◆ **LISTED ENTRIES**
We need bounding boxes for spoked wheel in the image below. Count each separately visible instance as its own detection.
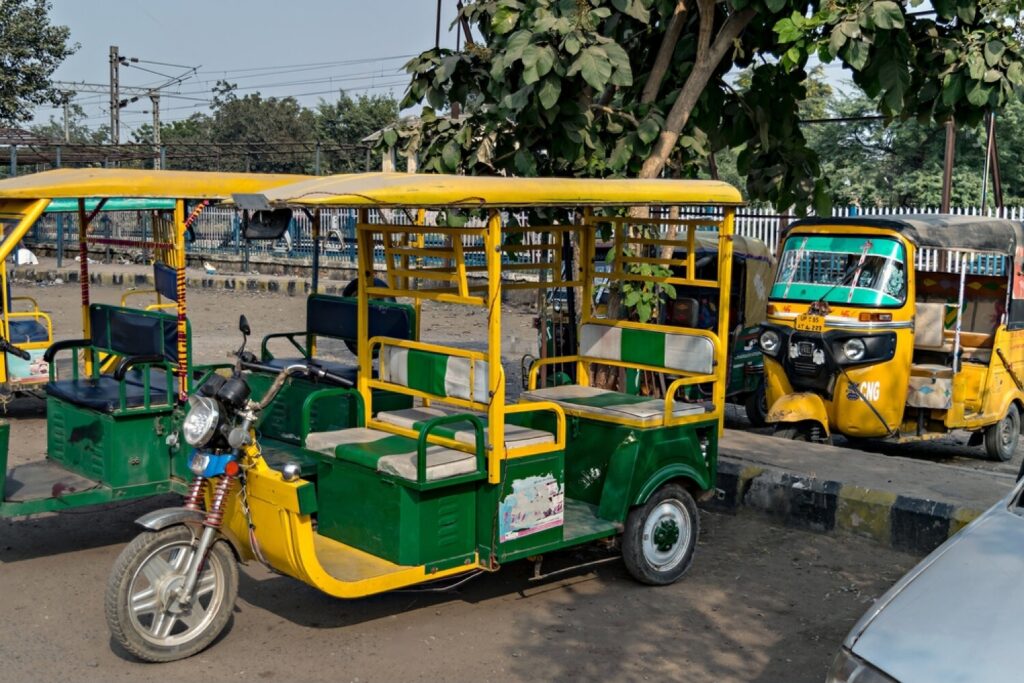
[623,483,700,586]
[985,403,1021,463]
[105,526,239,661]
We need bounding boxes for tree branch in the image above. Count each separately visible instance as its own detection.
[640,7,755,178]
[640,0,686,104]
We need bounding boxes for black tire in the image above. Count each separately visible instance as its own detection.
[105,525,239,661]
[772,422,811,441]
[623,483,700,586]
[985,403,1021,463]
[743,382,768,427]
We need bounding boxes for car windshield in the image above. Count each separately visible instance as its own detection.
[770,234,906,306]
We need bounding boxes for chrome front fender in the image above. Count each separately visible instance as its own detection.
[135,508,249,564]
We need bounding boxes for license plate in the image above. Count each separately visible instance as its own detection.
[797,313,825,332]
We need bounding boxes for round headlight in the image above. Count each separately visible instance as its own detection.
[843,338,867,361]
[759,330,782,355]
[181,395,220,449]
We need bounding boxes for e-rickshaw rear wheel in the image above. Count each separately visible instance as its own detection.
[105,525,239,661]
[985,403,1021,463]
[623,483,700,586]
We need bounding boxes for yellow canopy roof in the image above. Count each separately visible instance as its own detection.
[0,168,311,200]
[256,173,743,208]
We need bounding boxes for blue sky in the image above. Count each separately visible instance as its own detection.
[36,0,456,131]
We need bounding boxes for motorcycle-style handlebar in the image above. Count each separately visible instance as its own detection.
[0,339,32,360]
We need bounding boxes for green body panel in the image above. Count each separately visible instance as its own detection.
[507,413,718,521]
[46,396,174,488]
[246,373,413,444]
[316,458,476,566]
[476,451,565,563]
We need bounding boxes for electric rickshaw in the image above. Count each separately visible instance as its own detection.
[760,215,1024,461]
[105,174,741,661]
[0,169,311,516]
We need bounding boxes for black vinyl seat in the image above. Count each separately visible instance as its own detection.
[46,373,168,413]
[8,318,50,346]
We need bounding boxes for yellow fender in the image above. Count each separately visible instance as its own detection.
[766,391,830,436]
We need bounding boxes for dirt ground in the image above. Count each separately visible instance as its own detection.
[0,286,981,683]
[0,501,914,683]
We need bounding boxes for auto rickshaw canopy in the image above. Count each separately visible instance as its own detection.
[248,173,742,209]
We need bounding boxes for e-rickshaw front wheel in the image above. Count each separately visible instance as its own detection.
[623,483,700,586]
[985,403,1021,463]
[105,525,239,661]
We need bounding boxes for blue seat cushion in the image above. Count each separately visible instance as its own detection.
[261,356,359,383]
[8,317,50,345]
[46,375,167,413]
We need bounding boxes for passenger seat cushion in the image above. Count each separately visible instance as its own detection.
[306,427,476,481]
[580,323,715,375]
[377,405,555,449]
[380,344,490,403]
[521,384,707,426]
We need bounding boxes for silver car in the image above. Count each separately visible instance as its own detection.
[826,481,1024,683]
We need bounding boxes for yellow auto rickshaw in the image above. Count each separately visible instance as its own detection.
[759,215,1024,461]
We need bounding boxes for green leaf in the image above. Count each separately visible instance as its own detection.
[637,117,662,143]
[441,140,462,171]
[985,40,1007,67]
[570,45,611,91]
[1007,61,1024,86]
[537,74,562,110]
[967,82,991,106]
[490,7,519,36]
[871,0,905,30]
[843,40,868,71]
[514,147,537,177]
[828,26,847,56]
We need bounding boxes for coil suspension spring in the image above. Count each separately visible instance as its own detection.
[185,474,206,512]
[203,474,234,528]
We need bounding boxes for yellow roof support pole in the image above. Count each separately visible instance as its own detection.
[355,209,372,427]
[712,207,736,437]
[173,200,190,403]
[485,209,505,483]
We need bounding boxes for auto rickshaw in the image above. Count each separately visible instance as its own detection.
[0,169,311,516]
[105,174,741,661]
[760,215,1024,461]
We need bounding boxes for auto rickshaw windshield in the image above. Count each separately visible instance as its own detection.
[770,234,906,307]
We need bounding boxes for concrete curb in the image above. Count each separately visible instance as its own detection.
[706,458,983,555]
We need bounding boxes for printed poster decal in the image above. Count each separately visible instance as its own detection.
[498,474,565,543]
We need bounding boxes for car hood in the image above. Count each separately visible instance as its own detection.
[851,501,1024,683]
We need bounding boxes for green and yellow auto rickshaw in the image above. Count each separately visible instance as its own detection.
[0,169,303,516]
[760,215,1024,461]
[105,174,740,661]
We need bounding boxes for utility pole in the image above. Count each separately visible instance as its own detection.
[62,92,71,142]
[111,45,121,144]
[150,90,161,171]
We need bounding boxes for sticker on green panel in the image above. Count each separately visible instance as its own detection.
[498,474,565,543]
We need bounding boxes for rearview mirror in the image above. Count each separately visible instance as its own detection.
[242,209,292,240]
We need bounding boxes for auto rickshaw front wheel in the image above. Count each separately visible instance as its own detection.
[985,403,1021,463]
[105,525,239,661]
[623,483,700,586]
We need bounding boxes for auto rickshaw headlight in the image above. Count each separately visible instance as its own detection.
[843,337,867,362]
[181,394,220,449]
[759,330,782,355]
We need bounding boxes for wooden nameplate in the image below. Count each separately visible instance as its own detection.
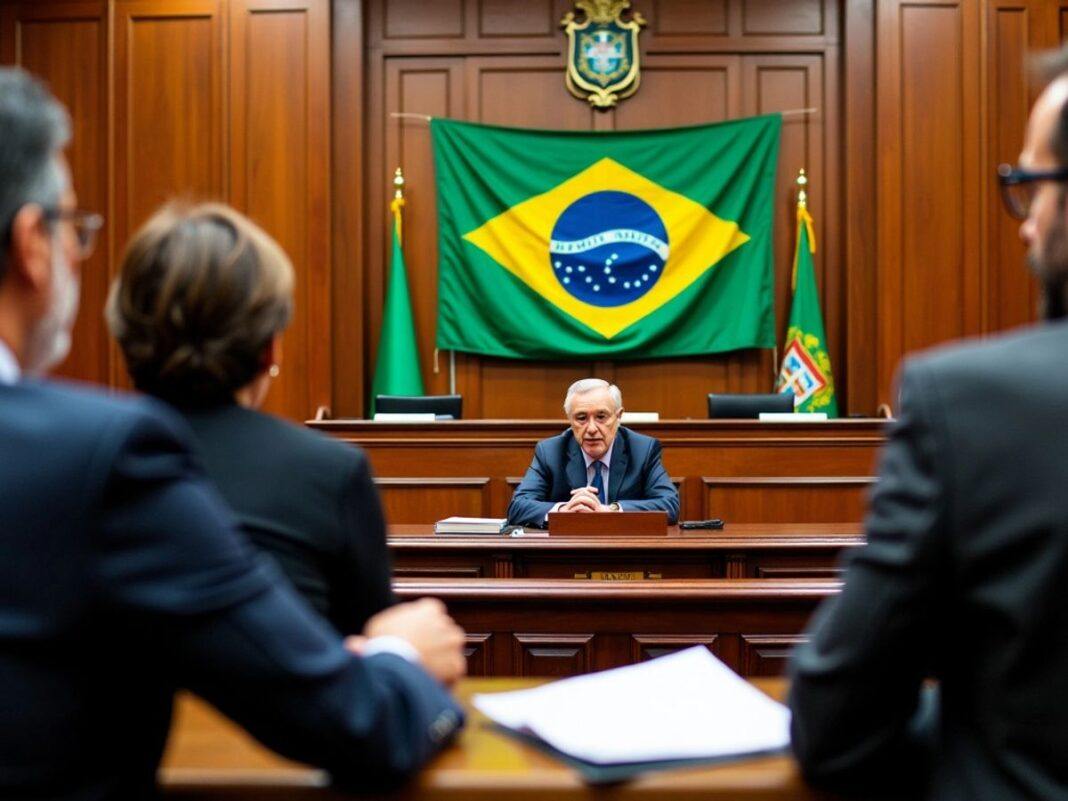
[549,512,668,537]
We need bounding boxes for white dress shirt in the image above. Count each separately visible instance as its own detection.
[545,441,615,520]
[0,340,22,383]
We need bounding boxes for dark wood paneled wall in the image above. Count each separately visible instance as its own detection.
[0,0,331,419]
[6,0,1068,419]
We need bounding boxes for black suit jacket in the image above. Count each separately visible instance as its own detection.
[183,405,393,634]
[790,324,1068,801]
[508,426,678,525]
[0,382,460,800]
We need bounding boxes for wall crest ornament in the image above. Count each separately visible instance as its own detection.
[560,0,645,111]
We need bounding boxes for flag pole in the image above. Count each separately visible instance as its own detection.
[390,167,405,242]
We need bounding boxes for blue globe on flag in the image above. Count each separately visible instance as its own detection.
[549,191,670,307]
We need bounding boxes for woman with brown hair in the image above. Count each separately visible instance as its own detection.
[107,204,393,633]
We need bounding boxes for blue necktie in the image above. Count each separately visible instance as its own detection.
[590,461,608,506]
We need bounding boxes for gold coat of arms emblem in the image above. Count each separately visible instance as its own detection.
[560,0,645,111]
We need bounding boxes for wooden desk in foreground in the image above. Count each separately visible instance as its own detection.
[160,679,821,801]
[389,523,864,580]
[393,579,839,677]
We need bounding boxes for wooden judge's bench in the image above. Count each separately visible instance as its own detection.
[308,420,888,523]
[301,420,886,677]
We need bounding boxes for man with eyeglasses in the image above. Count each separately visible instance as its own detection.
[0,68,465,801]
[790,50,1068,801]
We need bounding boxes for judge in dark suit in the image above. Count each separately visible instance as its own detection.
[107,204,393,633]
[0,68,464,801]
[508,378,678,525]
[790,51,1068,801]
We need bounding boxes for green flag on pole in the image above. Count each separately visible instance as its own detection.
[430,114,782,359]
[371,183,423,417]
[778,179,838,418]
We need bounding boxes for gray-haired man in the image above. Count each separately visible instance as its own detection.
[508,378,678,525]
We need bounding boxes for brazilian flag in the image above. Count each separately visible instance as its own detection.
[430,114,782,359]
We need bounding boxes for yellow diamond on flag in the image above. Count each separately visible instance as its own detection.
[464,158,749,340]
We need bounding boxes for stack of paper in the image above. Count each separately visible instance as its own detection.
[434,517,508,534]
[474,646,790,772]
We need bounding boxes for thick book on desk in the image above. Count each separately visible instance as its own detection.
[434,517,508,534]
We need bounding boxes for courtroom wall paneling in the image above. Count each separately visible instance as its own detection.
[983,0,1066,331]
[464,631,493,676]
[354,0,845,419]
[702,476,875,523]
[630,634,719,662]
[330,0,368,422]
[834,0,879,413]
[740,634,806,676]
[369,57,472,403]
[509,624,595,676]
[0,0,112,382]
[375,477,491,523]
[876,0,983,399]
[0,0,331,420]
[230,0,331,420]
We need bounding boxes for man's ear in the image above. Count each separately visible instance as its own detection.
[7,203,51,290]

◆ **EXERCISE**
Reproduce without changes every line of the items, from the line containing "We need bounding boxes for judge" through the final line of the items, with both ends included.

◆ **OUTPUT FOR THIS EXERCISE**
We need bounding boxes for judge in dark suit in the image above. Count each separately visible instance as its own detection.
[107,204,393,633]
[0,68,464,801]
[508,378,678,525]
[790,51,1068,801]
We need bounding boxes for green flag on pole in the image above. Count each separately visible instance as its own detection.
[430,114,782,359]
[371,183,423,417]
[778,179,838,418]
We need bounding boxes for gray-haired man in the image above. Count each separately visible instance as its own detection.
[508,378,678,525]
We need bounding boxes for brazilian flag in the image above. Count each separately visible instance as its own detection.
[430,114,782,359]
We need bounding boxes for yellow diamond on flag in the image above. Count each separately visible instance as its own detection.
[464,158,749,340]
We need bounding boxes for stack of paper in the image above. Count each separately visible instance as its own detection.
[434,517,508,534]
[474,646,790,772]
We need bounding boxes for thick book on desk in the image above. Count each separately visible instance as its own detection.
[434,517,508,534]
We need bounding boxes for courtroom wall paneling in the image above. Count each separately visible instance as its own detection.
[983,0,1066,331]
[464,631,493,676]
[354,0,845,419]
[702,476,875,523]
[630,634,719,662]
[330,0,368,422]
[834,0,879,413]
[740,634,806,676]
[369,57,472,403]
[509,624,595,676]
[0,0,112,382]
[375,477,491,523]
[876,0,983,399]
[0,0,331,420]
[230,0,331,420]
We need bounding boxes for man's ear in the image above. Count each separately visible instance as its own detection.
[7,203,51,290]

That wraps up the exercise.